WHAT THE TASK REQUIRES –
Can you transcribe the blog post below word for word, starting at "I re-read Cufflinks" and ending at "The Day- Popinjay."?

START PROVIDED TEXT

Tuesday, March 30, 2010

Listen To:

Selfless, Cold, and Composed by Ben Folds.

It breaks my heart.

A--(Intermission)--(Failure)--List

--23 and a Half Hours (LONG)
--They Sounded Much Like Children (Short)
--Boxing (Short)

---> Finding the typer. I need that typer.

--Or 23 and a Half Hours of Boxing

23 and a Half Hours of Boxing? Not a bad idea, Bianca. But not a good one.
I re-read Cufflinks and the admiration stuck. That's new. So I must be doing something post-adolescently. Something. Is it the jargon of a dead poet, or is it the lack of a plot and substitution of "Reader's Choice"? Or is it the consistency? Or is it the first attempt. It's all of the above. But Pattie and the Sheep aren't going anywhere. Neither is the Road Kill Inspector. She's staying right here. Staring at her dead cat, splayed across her jogging path. GOOD MORNING, WORLD!

Word Of The Day- Popinjay.
Snazzy, yes?

So, you may have noticed I've addressed a certain typer in my recent posts. I've decided to abandon my 3rd semester with another rather iridescent trait that I hold closely to my head: rationality. She will be taking a long walk on the beach, and I will set up an add for her in some newspaper. But until that plot wears off, I'll wear her off. Tricky! And then I will fill her hiatus of a semester's worth of work with the typer. The typer and the dictionary. Because I refuse to use choppers; I use knives and spend 30 minutes to chop an onion. Does that make you think me naive? Nay. Hard work does not produce a satisfactory product until the work grows weary with failure. Fail, fail, fail, then one day you will not fail. And that day will overshadow the rest, I think. I think.

WHAT THE HELL!
I just had an epiphany, about a day ago.

END PROVIDED TEXT
START PROVIDED MATERIAL

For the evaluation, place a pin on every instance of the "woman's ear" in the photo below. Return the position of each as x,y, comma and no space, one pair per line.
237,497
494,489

END PROVIDED MATERIAL

ANSWER –
I re-read Cufflinks and the admiration stuck. That's new. So I must be doing something post-adolescently. Something. Is it the jargon of a dead poet, or is it the lack of a plot and substitution of "Reader's Choice"? Or is it the consistency? Or is it the first attempt. It's all of the above. But Pattie and the Sheep aren't going anywhere. Neither is the Road Kill Inspector. She's staying right here. Staring at her dead cat, splayed across her jogging path. GOOD MORNING, WORLD!

Word Of The Day- Popinjay.